The data
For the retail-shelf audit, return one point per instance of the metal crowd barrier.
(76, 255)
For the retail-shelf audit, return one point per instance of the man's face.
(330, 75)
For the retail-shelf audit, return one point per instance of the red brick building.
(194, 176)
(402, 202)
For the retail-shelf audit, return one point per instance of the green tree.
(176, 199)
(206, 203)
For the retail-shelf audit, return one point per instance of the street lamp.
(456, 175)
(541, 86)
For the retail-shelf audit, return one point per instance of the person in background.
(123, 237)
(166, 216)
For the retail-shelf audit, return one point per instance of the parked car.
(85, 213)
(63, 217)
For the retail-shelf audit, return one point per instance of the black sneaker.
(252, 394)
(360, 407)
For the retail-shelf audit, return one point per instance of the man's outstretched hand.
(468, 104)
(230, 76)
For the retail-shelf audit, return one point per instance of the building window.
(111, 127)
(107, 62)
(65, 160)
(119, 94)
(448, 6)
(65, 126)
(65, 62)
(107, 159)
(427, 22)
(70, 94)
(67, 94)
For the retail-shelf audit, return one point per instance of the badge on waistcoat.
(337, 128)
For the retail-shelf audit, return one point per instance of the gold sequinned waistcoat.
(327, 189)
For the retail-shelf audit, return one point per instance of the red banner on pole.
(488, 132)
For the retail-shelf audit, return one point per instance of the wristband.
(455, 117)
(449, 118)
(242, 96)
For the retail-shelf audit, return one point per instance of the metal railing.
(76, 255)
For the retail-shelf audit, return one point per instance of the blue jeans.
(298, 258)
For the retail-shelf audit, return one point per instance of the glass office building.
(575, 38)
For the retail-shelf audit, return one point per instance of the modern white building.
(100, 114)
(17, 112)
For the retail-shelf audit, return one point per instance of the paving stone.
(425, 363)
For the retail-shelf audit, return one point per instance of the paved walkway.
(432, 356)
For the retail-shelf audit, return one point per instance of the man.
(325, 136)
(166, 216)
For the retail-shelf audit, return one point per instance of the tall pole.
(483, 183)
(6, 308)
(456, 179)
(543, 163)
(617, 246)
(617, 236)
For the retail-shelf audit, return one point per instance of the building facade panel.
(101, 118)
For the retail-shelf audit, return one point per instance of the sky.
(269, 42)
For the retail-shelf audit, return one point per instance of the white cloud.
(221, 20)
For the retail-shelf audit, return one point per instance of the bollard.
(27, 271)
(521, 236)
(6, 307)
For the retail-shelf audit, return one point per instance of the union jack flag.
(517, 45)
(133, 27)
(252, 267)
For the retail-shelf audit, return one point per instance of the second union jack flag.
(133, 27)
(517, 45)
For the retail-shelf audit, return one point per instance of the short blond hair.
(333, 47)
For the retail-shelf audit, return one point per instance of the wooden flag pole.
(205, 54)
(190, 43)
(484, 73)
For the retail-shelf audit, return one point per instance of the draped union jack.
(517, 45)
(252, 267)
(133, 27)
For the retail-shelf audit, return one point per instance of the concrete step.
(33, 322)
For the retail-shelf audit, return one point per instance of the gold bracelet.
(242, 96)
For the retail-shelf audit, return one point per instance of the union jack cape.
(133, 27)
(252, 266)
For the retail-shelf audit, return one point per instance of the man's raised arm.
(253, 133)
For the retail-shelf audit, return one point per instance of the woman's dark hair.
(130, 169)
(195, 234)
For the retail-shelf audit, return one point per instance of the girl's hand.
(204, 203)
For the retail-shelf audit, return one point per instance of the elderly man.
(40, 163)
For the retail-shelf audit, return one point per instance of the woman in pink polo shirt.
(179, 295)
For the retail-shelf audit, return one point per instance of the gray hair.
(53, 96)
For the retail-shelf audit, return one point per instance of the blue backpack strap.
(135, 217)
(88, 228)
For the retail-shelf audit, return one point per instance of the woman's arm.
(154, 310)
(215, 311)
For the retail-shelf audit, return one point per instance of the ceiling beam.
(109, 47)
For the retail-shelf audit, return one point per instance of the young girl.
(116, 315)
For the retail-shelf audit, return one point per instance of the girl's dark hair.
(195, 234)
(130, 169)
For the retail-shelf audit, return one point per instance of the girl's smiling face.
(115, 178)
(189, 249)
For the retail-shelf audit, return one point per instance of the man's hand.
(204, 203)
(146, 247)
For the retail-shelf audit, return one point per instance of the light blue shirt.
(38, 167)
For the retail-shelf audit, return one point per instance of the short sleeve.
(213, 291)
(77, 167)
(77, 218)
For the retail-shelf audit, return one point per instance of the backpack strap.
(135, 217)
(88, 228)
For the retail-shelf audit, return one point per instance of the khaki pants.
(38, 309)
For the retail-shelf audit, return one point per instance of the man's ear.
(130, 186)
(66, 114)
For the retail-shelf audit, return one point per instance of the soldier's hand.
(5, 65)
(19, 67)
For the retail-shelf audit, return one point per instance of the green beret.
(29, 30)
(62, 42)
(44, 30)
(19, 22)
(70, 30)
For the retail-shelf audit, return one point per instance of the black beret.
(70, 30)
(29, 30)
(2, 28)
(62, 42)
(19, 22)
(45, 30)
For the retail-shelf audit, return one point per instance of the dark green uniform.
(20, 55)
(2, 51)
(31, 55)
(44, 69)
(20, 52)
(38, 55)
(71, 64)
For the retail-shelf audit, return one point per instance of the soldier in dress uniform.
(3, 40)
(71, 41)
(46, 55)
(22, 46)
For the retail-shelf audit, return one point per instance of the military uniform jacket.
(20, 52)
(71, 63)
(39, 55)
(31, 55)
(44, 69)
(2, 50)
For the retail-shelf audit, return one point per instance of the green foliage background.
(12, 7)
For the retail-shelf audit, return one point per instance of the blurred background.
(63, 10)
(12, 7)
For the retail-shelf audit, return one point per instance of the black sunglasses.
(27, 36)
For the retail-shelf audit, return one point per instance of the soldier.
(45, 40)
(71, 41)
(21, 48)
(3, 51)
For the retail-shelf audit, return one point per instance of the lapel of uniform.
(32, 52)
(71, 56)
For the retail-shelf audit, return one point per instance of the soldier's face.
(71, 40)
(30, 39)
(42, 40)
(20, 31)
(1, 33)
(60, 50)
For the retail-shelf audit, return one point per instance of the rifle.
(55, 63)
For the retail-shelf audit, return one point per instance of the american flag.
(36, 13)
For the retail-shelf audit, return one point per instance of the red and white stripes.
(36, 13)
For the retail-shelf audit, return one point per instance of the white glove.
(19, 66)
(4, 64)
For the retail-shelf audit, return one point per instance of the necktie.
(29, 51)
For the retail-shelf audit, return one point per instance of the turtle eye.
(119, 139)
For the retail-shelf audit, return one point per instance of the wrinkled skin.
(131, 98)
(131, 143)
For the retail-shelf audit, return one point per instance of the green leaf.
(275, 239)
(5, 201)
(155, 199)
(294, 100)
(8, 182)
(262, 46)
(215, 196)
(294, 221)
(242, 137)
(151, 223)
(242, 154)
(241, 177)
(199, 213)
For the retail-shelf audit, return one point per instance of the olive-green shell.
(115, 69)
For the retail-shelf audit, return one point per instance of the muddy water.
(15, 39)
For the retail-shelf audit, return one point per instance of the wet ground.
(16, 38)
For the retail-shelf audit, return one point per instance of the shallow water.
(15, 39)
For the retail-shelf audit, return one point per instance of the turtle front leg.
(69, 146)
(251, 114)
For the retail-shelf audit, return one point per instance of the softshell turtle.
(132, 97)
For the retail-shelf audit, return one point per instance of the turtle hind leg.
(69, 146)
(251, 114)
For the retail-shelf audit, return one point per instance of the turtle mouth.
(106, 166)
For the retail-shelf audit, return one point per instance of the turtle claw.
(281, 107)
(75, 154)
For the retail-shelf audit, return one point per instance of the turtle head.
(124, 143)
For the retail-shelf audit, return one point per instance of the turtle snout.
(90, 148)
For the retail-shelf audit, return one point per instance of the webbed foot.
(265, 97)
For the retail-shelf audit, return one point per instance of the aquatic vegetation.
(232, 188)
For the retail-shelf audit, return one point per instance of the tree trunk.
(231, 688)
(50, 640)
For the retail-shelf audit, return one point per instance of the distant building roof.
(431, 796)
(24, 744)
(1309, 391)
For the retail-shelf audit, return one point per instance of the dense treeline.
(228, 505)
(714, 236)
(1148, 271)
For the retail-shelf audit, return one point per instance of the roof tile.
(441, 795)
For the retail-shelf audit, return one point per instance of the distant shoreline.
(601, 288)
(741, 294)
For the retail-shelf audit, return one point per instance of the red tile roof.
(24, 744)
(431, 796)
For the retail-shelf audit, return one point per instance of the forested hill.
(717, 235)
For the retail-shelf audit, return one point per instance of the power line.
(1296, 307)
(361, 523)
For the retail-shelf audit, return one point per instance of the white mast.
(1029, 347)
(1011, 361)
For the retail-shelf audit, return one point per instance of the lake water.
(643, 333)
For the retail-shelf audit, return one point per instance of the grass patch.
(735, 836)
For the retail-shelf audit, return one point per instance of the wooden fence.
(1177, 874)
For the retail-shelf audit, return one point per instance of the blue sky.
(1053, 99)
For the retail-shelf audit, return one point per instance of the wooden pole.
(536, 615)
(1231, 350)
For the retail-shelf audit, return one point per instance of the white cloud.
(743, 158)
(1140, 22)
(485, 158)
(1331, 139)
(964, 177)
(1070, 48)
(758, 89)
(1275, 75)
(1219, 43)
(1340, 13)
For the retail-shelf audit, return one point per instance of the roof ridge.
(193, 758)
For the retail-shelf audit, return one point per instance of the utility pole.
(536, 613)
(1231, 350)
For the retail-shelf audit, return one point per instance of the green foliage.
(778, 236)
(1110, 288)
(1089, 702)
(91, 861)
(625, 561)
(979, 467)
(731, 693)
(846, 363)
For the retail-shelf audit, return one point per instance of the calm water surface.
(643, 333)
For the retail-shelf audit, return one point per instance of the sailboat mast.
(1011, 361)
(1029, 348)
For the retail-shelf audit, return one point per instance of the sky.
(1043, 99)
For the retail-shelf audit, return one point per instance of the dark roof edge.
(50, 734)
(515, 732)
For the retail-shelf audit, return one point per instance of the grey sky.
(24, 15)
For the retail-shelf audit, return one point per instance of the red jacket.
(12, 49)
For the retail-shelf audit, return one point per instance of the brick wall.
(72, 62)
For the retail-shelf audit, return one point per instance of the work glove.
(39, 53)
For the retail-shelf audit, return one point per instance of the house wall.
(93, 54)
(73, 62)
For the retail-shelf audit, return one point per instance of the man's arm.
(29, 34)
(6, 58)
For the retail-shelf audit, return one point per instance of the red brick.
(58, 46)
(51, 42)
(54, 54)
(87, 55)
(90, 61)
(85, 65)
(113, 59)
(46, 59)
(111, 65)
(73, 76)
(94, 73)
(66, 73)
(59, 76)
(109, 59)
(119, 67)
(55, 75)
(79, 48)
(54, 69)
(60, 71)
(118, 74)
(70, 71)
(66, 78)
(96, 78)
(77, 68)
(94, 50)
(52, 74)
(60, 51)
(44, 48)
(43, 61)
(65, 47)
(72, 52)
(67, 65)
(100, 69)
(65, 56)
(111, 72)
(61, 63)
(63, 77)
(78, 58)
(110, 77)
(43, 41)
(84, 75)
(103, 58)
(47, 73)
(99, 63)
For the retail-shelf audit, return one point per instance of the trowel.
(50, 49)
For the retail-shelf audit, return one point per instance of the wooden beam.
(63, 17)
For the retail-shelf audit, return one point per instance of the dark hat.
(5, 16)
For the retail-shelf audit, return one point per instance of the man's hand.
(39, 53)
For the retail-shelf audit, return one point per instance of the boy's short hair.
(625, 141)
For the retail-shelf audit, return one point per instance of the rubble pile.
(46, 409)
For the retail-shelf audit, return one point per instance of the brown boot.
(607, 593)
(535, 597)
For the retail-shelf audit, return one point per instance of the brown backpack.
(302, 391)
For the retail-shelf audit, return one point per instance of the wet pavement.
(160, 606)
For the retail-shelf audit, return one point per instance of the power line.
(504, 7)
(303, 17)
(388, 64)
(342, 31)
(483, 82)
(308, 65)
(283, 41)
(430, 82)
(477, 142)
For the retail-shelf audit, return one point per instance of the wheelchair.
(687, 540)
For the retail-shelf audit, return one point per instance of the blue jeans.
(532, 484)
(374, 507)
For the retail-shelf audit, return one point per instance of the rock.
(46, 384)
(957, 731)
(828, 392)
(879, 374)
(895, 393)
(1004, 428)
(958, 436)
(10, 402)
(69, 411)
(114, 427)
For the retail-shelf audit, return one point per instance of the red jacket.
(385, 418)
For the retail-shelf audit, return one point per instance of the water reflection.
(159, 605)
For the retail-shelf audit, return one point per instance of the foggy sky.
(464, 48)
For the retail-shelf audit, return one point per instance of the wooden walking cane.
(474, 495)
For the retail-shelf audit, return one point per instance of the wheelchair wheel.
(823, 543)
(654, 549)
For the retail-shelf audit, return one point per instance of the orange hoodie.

About this exercise
Having found the line with "the brown backpack." in the listing above, transcribe it and every line after it to the end, exactly, with no additions.

Expected answer
For the retail-shelf audit, return one point per instance of the brown backpack.
(302, 391)
For the retail-shelf audit, return one point per instance of the wet pavement.
(160, 606)
For the retail-shelf audit, return one point per instance of the power line.
(504, 7)
(303, 17)
(388, 64)
(342, 31)
(483, 82)
(308, 65)
(283, 41)
(430, 82)
(477, 142)
For the retail-shelf audit, return one point per instance of the wheelchair.
(687, 540)
For the retail-shelf audit, return one point per instance of the blue jeans.
(532, 484)
(374, 507)
For the retail-shelf audit, return one point per instance of the rock.
(46, 384)
(957, 731)
(828, 392)
(879, 374)
(895, 393)
(1004, 428)
(958, 436)
(10, 402)
(69, 411)
(114, 427)
For the retail-shelf audit, return one point per instance of the red jacket.
(385, 418)
For the retail-shelf audit, return one point per instance of the water reflection.
(159, 605)
For the retail-shelf audit, return one point per instance of the foggy sky.
(464, 48)
For the retail-shelf audit, return one point per instance of the wooden walking cane.
(474, 495)
For the retail-shelf audit, return one point per instance of the wheelchair wheel.
(823, 543)
(654, 549)
For the retail-shelf audit, return one point per instance of the orange hoodie.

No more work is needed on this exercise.